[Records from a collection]
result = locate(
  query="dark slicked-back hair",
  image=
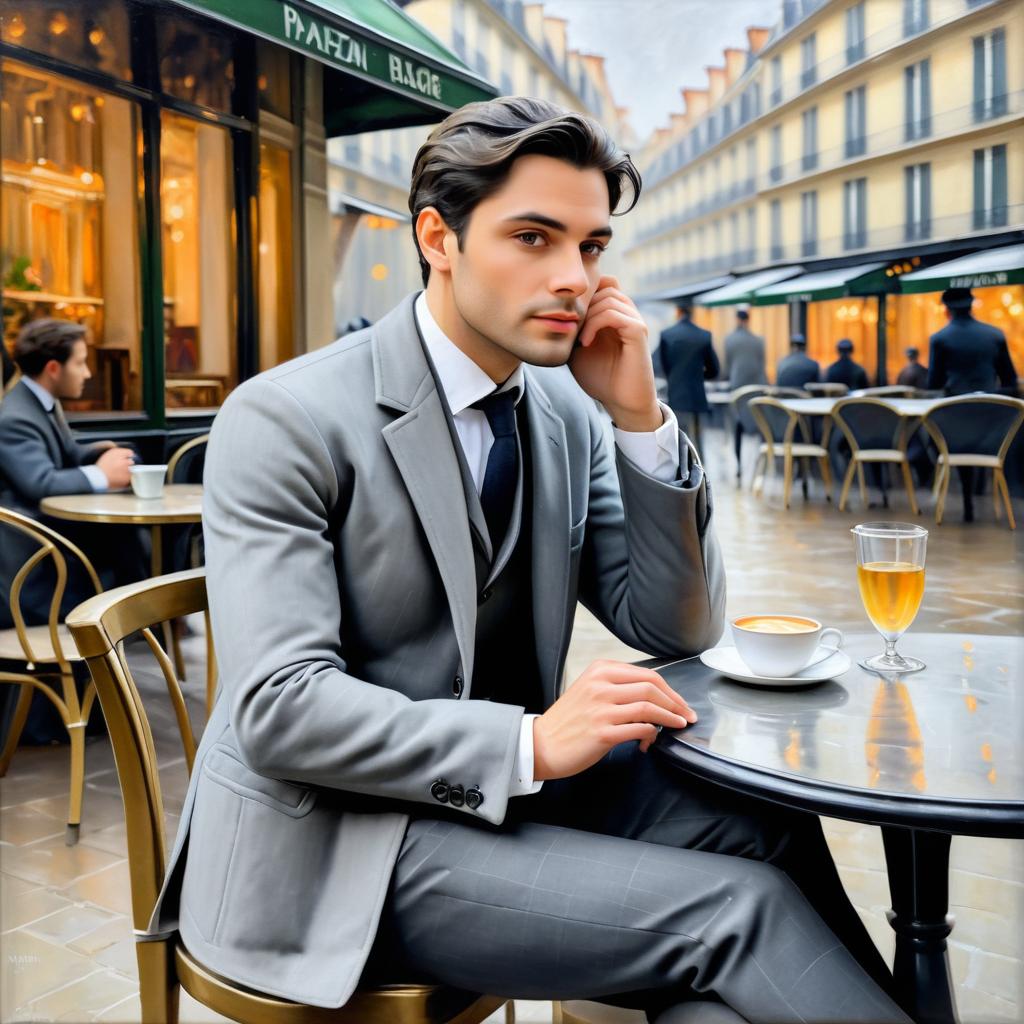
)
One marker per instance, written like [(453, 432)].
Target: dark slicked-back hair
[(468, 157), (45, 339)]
--
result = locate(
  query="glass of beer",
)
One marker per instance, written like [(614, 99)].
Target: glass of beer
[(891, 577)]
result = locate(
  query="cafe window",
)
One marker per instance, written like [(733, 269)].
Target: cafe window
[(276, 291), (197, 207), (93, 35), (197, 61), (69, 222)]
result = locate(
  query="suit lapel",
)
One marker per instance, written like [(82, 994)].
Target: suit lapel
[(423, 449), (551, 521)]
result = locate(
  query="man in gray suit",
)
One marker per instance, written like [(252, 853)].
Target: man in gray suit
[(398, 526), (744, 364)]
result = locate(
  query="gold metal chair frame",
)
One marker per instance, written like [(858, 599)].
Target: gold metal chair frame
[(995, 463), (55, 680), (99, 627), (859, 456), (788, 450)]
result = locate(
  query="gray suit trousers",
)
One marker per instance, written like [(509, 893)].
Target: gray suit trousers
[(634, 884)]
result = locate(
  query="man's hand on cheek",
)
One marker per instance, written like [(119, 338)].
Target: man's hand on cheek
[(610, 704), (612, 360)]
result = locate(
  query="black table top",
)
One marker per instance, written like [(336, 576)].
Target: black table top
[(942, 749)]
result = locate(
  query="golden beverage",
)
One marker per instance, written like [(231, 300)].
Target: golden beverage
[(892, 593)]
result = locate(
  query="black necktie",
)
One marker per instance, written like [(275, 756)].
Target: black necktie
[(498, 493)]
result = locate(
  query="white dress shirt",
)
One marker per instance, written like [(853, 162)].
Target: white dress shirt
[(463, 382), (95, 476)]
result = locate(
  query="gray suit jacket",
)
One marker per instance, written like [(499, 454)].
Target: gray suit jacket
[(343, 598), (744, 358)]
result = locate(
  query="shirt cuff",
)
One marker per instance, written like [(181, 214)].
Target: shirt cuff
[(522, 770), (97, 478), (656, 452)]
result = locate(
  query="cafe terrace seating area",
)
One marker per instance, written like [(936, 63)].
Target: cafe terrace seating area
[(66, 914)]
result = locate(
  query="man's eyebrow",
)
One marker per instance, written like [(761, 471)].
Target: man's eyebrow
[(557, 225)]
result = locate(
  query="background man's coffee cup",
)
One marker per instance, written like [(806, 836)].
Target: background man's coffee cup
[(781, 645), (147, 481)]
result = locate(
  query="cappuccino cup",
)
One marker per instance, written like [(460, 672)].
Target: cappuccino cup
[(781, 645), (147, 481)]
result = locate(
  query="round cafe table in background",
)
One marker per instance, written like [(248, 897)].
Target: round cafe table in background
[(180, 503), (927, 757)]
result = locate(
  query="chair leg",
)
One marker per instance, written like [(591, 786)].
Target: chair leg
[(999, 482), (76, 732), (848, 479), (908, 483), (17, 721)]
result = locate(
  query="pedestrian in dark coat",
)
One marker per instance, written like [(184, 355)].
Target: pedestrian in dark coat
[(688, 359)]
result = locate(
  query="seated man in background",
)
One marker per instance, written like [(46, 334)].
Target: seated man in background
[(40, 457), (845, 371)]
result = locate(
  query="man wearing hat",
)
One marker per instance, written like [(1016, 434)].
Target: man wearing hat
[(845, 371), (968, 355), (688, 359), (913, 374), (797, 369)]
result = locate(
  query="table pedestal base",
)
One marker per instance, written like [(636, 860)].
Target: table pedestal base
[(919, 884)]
* * *
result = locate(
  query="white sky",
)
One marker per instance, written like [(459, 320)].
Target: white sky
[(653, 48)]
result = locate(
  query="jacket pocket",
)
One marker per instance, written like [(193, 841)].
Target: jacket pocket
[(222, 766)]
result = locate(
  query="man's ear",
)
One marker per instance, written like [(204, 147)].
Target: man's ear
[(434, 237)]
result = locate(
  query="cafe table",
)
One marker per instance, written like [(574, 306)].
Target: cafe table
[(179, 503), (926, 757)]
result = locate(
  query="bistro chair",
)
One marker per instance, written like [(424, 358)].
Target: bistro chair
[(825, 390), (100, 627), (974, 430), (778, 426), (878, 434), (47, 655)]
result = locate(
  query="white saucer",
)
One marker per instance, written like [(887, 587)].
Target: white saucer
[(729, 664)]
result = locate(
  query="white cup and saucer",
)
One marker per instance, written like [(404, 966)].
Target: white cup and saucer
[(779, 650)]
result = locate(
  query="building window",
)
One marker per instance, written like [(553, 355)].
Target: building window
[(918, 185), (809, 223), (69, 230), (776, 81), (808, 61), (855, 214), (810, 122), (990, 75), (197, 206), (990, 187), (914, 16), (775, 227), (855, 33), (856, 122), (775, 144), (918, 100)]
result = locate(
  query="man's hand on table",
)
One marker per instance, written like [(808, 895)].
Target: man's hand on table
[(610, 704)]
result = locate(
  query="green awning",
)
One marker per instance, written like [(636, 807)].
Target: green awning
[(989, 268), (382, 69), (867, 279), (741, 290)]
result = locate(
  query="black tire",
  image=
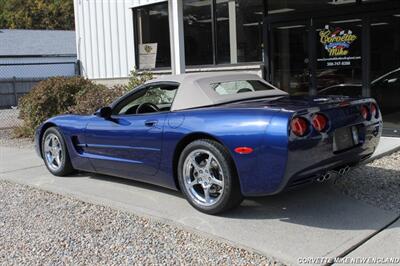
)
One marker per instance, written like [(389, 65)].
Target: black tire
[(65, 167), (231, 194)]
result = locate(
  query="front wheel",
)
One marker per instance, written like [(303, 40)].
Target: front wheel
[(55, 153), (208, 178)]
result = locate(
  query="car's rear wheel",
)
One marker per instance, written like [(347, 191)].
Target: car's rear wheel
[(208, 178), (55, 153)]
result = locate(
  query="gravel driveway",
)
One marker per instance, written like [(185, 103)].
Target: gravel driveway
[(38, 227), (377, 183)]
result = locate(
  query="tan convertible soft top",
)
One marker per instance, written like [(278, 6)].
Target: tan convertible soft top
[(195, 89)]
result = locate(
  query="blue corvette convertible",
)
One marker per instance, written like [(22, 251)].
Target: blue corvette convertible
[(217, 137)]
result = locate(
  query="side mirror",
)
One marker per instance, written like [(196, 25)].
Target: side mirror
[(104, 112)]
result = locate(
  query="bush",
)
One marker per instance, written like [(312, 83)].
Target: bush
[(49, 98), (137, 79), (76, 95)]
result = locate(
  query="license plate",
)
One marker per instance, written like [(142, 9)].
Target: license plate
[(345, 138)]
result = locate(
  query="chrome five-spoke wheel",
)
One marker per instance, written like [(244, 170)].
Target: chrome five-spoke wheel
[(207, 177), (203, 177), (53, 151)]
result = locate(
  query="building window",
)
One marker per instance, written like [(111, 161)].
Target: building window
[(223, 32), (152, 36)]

Prompt:
Gather every line of the records above that contains the string "rear", with case counting.

Complete response:
  query="car's rear wheel",
Target: car's rear wheel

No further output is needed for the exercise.